→ What you have to do: Display every line of the entries below that contains the string "background", matching case exactly.
______________________________
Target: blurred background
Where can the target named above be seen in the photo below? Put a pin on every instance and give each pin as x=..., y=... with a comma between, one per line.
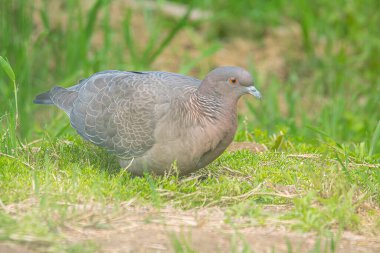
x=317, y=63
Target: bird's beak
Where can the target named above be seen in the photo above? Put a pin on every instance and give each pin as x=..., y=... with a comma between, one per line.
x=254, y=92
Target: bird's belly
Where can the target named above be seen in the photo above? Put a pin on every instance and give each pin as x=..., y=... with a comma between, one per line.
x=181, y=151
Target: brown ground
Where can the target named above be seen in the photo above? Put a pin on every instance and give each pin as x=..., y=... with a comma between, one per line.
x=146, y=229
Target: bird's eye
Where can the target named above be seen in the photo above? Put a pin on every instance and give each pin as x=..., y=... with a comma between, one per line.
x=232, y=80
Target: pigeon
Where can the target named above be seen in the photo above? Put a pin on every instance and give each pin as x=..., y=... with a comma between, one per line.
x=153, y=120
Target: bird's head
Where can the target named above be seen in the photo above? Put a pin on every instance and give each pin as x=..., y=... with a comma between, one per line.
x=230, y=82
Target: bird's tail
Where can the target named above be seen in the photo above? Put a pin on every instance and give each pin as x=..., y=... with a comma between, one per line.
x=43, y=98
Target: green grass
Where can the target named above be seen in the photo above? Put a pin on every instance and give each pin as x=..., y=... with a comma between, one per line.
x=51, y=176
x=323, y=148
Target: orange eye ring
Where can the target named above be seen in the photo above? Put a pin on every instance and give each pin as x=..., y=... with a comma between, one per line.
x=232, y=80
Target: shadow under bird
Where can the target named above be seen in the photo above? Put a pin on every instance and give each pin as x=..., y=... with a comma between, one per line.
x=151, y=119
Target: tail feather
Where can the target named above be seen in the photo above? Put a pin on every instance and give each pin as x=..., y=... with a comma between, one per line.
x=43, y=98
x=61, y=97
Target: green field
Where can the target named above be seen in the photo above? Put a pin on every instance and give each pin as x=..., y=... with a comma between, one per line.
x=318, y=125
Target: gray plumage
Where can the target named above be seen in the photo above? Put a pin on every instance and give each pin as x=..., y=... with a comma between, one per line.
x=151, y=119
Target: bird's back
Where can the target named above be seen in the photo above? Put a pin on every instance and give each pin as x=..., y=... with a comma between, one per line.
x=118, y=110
______________________________
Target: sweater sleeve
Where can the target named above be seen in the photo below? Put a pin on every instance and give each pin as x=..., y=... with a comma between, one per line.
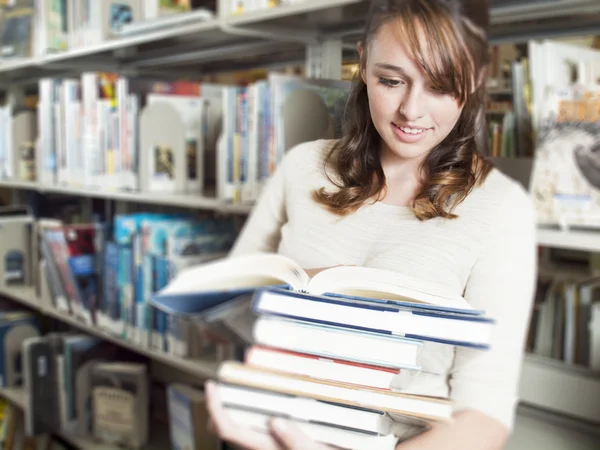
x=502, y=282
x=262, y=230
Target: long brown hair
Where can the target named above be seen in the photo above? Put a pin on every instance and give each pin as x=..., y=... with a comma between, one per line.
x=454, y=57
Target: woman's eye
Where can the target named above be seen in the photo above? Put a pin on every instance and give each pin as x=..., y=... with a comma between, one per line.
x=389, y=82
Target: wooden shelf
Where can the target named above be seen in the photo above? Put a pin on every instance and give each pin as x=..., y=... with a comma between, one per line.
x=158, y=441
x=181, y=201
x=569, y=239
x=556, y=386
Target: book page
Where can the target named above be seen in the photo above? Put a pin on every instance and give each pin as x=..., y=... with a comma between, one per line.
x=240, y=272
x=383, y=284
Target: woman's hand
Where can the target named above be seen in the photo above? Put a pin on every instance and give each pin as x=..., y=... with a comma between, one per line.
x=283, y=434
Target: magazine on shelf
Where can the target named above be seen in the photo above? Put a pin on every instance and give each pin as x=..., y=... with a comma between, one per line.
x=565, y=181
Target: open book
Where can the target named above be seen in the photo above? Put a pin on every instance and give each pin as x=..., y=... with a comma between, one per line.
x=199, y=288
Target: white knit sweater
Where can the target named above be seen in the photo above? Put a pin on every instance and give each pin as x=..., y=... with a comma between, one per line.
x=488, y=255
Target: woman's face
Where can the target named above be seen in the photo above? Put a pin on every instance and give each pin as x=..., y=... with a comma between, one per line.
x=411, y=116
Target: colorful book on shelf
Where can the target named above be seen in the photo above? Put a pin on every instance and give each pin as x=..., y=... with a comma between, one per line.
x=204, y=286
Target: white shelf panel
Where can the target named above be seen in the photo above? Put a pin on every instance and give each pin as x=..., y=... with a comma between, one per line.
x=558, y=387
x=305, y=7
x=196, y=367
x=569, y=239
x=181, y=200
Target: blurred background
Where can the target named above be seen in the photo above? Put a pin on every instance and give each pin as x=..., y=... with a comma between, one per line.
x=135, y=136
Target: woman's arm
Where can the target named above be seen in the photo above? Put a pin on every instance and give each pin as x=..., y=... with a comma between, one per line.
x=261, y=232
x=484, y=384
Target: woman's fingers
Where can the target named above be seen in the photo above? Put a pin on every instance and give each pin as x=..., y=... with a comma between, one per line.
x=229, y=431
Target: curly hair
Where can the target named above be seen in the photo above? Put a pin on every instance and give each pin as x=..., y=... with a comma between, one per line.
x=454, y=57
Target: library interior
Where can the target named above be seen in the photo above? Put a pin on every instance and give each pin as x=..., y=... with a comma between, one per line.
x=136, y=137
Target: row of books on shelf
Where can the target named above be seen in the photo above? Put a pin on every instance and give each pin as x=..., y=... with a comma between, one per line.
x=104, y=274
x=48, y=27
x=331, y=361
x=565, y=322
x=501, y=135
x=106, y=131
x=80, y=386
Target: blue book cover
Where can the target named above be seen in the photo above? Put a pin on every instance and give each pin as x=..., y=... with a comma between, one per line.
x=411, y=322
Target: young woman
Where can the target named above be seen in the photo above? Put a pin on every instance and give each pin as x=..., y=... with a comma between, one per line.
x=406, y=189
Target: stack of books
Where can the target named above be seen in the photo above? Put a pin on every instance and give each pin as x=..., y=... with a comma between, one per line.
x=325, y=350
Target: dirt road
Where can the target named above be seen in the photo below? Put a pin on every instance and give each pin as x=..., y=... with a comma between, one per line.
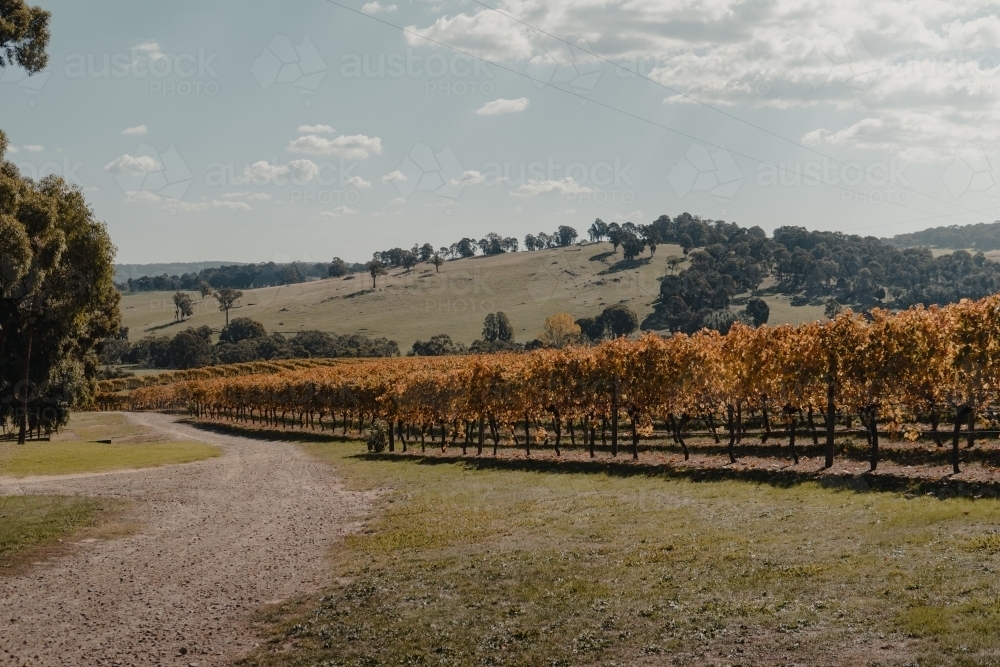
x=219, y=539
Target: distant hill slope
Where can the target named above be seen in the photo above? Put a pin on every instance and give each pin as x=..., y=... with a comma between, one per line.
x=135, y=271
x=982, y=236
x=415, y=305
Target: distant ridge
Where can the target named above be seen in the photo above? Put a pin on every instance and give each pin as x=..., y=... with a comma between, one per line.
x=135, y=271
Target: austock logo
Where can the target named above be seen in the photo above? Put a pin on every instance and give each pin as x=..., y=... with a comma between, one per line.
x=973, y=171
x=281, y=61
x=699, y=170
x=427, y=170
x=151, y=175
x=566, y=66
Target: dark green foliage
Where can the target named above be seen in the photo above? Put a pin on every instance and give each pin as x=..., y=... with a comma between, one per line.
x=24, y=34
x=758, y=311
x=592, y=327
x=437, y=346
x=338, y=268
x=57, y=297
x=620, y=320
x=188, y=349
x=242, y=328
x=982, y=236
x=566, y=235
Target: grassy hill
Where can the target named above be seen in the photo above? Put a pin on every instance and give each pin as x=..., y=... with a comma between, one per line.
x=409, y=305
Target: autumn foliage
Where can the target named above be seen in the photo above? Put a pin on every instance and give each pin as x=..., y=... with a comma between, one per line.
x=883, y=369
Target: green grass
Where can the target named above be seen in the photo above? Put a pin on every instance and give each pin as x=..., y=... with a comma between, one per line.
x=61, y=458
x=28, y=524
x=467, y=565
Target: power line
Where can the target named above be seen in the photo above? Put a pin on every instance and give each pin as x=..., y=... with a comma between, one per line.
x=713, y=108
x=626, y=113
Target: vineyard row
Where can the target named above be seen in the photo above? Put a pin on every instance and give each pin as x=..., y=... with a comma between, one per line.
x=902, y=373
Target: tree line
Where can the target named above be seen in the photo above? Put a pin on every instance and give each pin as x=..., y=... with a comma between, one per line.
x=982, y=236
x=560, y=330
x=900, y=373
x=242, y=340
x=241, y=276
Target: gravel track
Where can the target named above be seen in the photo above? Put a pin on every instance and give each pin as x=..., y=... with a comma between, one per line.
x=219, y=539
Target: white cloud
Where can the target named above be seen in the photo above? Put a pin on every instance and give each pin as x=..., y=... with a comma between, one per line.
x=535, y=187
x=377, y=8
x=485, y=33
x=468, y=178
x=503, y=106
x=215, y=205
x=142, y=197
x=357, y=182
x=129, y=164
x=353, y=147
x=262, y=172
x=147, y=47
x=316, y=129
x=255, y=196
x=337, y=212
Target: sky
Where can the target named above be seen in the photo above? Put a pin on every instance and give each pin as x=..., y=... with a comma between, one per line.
______________________________
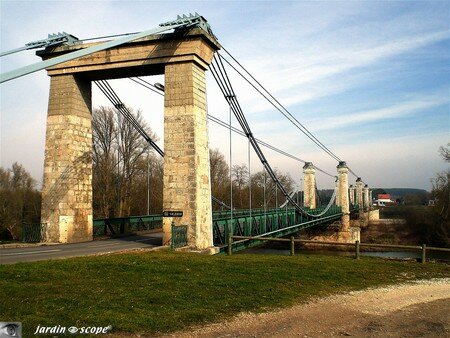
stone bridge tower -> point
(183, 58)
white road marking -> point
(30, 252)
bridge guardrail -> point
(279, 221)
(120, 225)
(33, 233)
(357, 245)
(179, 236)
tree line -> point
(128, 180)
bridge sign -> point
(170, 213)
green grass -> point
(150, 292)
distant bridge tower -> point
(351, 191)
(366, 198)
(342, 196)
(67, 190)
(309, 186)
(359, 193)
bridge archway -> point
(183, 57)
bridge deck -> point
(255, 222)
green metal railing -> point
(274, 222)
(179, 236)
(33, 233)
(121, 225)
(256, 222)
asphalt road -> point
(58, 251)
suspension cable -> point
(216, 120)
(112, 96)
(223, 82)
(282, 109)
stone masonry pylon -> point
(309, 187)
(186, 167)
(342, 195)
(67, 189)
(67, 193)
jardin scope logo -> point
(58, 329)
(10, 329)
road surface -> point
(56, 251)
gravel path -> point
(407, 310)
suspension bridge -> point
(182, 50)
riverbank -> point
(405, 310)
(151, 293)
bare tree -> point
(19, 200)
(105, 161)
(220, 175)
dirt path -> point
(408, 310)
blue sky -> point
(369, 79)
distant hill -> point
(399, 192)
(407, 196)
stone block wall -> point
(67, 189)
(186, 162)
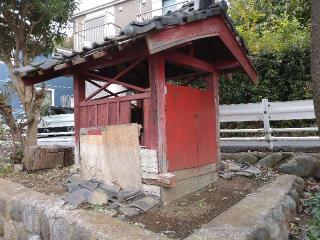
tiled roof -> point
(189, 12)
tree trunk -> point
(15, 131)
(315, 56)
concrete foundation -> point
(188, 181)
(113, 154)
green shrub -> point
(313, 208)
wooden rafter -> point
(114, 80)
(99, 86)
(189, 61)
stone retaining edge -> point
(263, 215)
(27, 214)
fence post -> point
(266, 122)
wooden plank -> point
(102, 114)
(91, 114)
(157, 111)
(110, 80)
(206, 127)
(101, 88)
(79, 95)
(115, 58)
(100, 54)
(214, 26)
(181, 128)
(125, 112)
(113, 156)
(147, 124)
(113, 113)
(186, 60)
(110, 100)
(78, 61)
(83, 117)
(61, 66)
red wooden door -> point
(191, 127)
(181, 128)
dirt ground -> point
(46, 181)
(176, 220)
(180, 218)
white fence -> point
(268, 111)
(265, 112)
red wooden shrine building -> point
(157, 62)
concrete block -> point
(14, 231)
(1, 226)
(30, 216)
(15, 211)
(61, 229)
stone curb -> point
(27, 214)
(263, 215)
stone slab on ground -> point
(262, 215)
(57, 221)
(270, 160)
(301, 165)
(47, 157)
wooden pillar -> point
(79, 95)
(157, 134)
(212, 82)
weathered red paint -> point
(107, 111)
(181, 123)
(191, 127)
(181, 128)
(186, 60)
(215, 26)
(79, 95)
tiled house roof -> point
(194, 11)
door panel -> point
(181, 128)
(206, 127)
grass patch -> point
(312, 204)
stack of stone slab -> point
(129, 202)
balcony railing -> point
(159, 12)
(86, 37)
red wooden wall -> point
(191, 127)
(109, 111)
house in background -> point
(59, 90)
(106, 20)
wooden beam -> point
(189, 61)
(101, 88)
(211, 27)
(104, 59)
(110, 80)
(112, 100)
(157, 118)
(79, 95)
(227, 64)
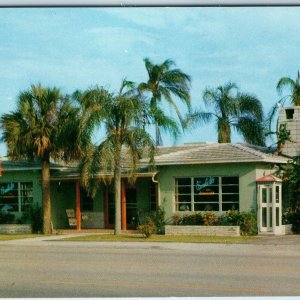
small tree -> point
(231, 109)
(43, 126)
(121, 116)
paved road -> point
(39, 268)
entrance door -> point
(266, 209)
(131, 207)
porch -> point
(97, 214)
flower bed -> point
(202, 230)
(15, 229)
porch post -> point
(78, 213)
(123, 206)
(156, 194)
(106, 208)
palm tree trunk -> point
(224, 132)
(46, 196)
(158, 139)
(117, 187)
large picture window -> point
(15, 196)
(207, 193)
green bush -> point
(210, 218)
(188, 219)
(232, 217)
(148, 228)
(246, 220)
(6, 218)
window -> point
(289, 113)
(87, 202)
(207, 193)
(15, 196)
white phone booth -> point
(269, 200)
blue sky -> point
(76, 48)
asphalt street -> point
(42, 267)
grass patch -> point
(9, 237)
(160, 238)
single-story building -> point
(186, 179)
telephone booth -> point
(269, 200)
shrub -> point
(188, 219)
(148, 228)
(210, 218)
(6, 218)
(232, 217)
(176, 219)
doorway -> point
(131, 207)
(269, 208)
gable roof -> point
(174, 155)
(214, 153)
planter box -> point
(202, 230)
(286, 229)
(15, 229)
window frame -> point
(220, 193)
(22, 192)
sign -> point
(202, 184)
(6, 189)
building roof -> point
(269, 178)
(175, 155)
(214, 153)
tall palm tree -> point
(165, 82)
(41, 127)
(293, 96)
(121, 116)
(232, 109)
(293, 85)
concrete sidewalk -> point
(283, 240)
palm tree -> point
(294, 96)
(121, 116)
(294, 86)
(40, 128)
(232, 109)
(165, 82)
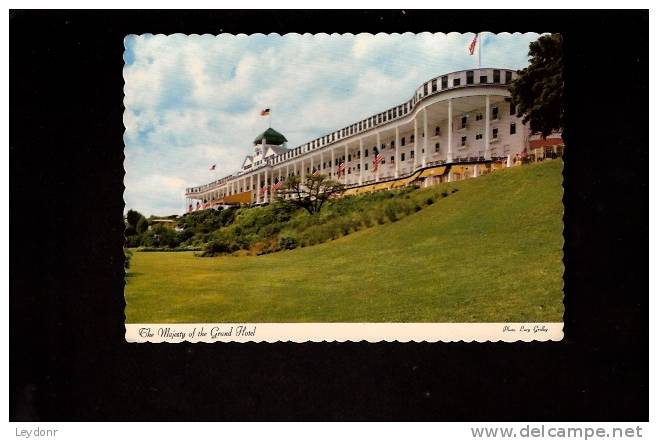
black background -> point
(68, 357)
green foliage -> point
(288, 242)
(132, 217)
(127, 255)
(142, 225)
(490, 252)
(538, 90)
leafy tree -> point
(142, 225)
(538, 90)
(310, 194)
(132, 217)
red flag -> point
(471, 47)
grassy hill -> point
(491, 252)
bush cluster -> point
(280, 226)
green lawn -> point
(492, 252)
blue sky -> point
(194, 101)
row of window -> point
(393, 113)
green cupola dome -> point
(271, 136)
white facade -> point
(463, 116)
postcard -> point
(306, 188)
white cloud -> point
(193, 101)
______________________________
→ Finished answer:
Target: blurred background
Target: blurred background
house in background -> point
black background -> point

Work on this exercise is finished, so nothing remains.